### ENUNCIADO
Diga se cada afirmação está de acordo com o texto em análise. Responda sim ou não e transcreva, entre aspas, as palavras do texto que decidem cada caso.
(a) Os personagens principais estão no livro para ajudar Jude.
(b) Os personagens são capazes de surpreender.
(c) A manipulação das emoções do leitor é apresentada como intencional.

### TEXTO EM ANÁLISE
Este livro não é sobre amigos, é sobre facilitadores. Todos os personagens principais estão lá especificamente para ajudar Jude, que é justamente o que o destrói. Se fossem seus amigos, nunca teriam deixado às coisas progredirem do jeito que aconteceram. Os personagens são desenhos animados. Eles não podem crescer. Eles não podem surpreender. Tudo o que eles podem fazer é seguir adiante com o enredo meticuloso. Eles não estão aqui para nenhum outro propósito. Eles não são realmente personagens, são apenas peças de engrenagens em uma máquina.
Outro ponto que me incomodou muito foi perceber de imediato a quão manipuladora é a autora com seu leitor levando-o até o enésimo grau de miséria e tristeza. É uma manipulação intencional de emoções para compor a história para provocar dor no leitor, para fazê-lo se sentir o mais terrível e triste homem da raça humana.

### MATERIAL DE ORIGEM
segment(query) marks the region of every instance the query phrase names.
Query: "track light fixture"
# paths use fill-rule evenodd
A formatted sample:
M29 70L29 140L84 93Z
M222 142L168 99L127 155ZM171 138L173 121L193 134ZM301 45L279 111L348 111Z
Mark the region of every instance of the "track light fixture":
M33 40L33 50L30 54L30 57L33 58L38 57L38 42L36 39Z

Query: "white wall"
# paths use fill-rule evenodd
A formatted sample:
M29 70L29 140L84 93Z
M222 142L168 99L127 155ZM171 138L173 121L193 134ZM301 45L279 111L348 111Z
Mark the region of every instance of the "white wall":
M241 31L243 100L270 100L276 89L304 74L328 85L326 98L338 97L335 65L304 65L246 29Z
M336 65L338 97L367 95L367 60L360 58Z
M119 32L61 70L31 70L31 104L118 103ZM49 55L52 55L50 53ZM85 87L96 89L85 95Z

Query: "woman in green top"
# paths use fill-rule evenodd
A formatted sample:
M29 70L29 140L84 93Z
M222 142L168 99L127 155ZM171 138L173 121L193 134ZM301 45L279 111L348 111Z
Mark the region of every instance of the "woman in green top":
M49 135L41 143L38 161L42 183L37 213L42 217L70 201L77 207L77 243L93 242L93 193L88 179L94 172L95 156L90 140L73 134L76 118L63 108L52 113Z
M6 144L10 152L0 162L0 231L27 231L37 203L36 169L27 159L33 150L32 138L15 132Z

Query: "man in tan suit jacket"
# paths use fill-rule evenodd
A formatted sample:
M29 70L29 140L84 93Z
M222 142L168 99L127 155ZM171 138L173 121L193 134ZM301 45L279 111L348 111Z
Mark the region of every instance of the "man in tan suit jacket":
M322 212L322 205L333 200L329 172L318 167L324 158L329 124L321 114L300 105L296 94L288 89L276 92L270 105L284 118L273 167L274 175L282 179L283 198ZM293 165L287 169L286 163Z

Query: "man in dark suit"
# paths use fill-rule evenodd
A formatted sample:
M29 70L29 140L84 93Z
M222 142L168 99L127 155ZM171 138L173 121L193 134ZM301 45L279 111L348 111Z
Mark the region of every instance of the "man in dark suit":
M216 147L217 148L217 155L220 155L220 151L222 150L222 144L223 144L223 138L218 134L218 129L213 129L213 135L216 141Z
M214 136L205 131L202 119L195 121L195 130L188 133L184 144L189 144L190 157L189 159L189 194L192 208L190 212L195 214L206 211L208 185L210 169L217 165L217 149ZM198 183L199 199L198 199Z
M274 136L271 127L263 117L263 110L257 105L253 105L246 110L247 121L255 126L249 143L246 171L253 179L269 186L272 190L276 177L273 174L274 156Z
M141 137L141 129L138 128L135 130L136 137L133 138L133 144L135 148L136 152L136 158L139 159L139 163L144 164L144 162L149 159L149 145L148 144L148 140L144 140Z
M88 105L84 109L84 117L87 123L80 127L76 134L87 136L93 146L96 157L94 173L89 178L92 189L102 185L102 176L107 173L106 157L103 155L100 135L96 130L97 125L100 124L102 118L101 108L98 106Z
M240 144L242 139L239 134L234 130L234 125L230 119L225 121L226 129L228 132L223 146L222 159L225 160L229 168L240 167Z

### RESPOSTA
(a) Sim: "Todos os personagens principais estão lá especificamente para ajudar Jude"
(b) Não: "Eles não podem surpreender."
(c) Sim: "É uma manipulação intencional de emoções para compor a história para provocar dor no leitor"